===== Given records

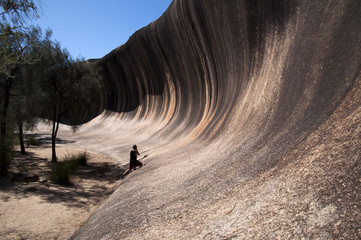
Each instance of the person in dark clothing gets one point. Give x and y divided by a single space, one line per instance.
134 163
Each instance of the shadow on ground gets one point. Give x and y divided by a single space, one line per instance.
91 183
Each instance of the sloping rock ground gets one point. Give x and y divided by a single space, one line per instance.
250 114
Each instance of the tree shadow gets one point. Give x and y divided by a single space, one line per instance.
91 184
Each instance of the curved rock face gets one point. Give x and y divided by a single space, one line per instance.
249 112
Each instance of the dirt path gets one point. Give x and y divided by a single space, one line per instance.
44 210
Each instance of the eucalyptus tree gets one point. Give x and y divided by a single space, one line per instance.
17 43
68 87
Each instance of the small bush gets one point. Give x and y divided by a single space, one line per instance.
61 171
82 158
32 141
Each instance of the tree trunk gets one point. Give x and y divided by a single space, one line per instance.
5 108
56 122
21 136
5 147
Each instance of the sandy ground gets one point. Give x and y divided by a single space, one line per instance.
44 210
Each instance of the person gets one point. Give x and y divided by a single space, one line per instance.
134 163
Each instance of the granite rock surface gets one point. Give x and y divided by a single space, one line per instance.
249 113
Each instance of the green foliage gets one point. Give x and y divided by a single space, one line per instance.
32 141
63 170
82 158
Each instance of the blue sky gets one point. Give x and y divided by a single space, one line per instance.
92 28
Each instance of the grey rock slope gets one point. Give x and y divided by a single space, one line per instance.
250 114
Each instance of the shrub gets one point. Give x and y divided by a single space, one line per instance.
61 171
32 141
82 158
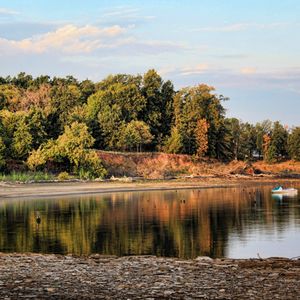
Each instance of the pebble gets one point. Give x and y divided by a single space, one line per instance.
146 277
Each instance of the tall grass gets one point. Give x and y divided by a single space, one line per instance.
26 176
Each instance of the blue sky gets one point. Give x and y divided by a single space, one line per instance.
248 50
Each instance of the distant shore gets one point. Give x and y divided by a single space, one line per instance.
56 189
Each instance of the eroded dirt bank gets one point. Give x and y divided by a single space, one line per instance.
34 276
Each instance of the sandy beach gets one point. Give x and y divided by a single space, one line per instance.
56 189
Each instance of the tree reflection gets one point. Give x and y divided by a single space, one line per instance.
183 223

==========

Task to complete =
Copy out each record word for word and omit any pictures.

Task answer =
Each instance of the person in dark clothing gets one point. Give x and y divided by a single space, one line per instance.
134 163
Each instance of the shadow on ground gets one point. Give x and y divided by a single space, one line per instance.
91 183
Each instance of the sloping rock ground gets one point. Give x and y divided by a single space, one line per instance.
250 114
Each instance of the tree shadow gets one point. Give x and y divided by a single space, one line per instance.
91 184
Each instance of the curved rock face gets one point. Give x and y divided by a single space, one line per instance.
249 112
Each instance of the dirt path gets one point. Give x and y divided by a single space, one line per instance.
44 210
Each instance of the eucalyptus tree gets one point. Give x and y divided by a single space, one line per instance.
17 43
68 87
Each instance of the small bush gets one point. Give x and y divided by a single space, one line per instance.
61 171
82 158
32 141
Each instance of the tree trunk gets one point. Give x and y divided by a single space, one line per instance.
5 108
56 122
21 136
5 147
Each instance of the sandy ground gets one point. Give x and y divided by a single space, one line per instance.
44 210
Each instance of the person gets one point. Give x and y divided by a single space, one line per instance.
134 163
Each instance of the granite rock surface gets one point. Give x and y divided by a single space, one line per instance.
249 113
Each instance of the green foliage gets one point. Give x and y divided by a single space, one line per instance.
32 141
63 170
82 158
Each instance of the blue sky gets one point. Give x and y divided by a single space, one line per instance.
92 28
Each instance of the grey rock slope gets one point. Give x and y divided by a single space, one line per instance.
250 114
Each instance of the shrub gets one point. Give x and y divided by a single space, one line per instance.
61 171
32 141
82 158
Each instance of the pebble gets one point. Give x and y divided by a single space, one line per instance.
146 277
Each instance of the tall grass gets one point. Give x and y divided by a single space, one line per instance.
26 176
Each instance of the blue sky gets one point. Give x and y divided by a single space, one line per instance.
248 50
Each instance of the distant shore gets one point. Give x and y divided by a single space, one line per instance.
56 189
Each instance of the eroded dirt bank gets one point. Give x and y divided by a single space, one line per instance.
34 276
Each instance of the sandy beach gets one point. Give x and y divided by a single space, one line per instance.
56 189
Each instance of the tree reflection gets one point. Give x and y divided by a single space, one line per instance.
183 223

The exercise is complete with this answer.